Task to complete:
Copy the passage below on church unity and the Ten Commandments word for word, from its first sentence through its last.

Extract provided:
How is church unity achieved? Can leaders create it? Is it a result of like-mindedness? Is it something that church members do? An agreement? Or, is unity a state of being with Christ? The presentations, questions, and conversation surrounding the word unity made for a lively day on Friday.

For worship, Gary Patterson spoke about God’s gift of deliverance to us, the Ten Commandments, or the 10 package as he called it. He focused on the rights within the Decalogue rather than the don’ts, the right to existence, the right to purity and relationship, the right to possession, and the right to a sanctified relationship with God. To visually illustrate his points, he brought members of the audience up to personify the various commandments. With the fifth commandment as the central point, and then two by two on each side in layers of rights, he created that package, wrapping it with a red ribbon at the end. These are not commandments, but promises he concluded. Promises based in love.

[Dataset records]
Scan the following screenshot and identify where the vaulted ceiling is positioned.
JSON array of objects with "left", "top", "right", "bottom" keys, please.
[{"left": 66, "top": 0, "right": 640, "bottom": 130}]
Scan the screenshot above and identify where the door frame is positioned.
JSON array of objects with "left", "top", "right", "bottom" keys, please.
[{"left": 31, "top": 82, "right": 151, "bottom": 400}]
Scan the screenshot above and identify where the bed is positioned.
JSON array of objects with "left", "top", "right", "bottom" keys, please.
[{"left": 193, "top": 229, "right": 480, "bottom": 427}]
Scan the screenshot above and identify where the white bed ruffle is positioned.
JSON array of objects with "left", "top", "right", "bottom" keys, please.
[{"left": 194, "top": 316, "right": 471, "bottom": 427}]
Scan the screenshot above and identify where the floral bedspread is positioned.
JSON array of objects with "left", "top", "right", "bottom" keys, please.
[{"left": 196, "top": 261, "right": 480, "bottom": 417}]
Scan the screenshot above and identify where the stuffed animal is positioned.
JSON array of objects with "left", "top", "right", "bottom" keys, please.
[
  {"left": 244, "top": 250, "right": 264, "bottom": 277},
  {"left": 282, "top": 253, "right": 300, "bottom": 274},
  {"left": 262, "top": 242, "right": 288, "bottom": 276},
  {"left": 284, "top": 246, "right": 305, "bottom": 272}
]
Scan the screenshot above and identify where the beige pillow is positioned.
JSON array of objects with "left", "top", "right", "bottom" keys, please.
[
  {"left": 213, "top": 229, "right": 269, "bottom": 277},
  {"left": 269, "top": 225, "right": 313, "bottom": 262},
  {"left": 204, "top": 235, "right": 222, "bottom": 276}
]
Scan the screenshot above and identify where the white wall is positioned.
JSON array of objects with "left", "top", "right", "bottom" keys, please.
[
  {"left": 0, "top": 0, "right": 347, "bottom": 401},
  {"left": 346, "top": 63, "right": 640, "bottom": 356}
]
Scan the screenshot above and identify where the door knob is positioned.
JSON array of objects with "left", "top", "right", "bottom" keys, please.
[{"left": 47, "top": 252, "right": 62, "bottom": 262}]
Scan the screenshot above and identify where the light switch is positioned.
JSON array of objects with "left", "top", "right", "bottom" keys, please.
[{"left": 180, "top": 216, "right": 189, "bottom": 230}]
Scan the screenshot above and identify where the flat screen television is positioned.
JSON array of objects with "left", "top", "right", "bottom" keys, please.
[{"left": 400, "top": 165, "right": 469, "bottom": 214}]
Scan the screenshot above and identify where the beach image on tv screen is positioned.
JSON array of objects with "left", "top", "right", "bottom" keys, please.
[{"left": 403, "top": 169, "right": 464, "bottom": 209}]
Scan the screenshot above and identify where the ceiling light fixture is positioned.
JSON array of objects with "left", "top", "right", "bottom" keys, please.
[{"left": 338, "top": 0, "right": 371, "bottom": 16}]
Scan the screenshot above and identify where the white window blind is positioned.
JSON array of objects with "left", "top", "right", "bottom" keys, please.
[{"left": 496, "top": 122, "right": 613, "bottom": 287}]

The answer:
How is church unity achieved? Can leaders create it? Is it a result of like-mindedness? Is it something that church members do? An agreement? Or, is unity a state of being with Christ? The presentations, questions, and conversation surrounding the word unity made for a lively day on Friday.

For worship, Gary Patterson spoke about God’s gift of deliverance to us, the Ten Commandments, or the 10 package as he called it. He focused on the rights within the Decalogue rather than the don’ts, the right to existence, the right to purity and relationship, the right to possession, and the right to a sanctified relationship with God. To visually illustrate his points, he brought members of the audience up to personify the various commandments. With the fifth commandment as the central point, and then two by two on each side in layers of rights, he created that package, wrapping it with a red ribbon at the end. These are not commandments, but promises he concluded. Promises based in love.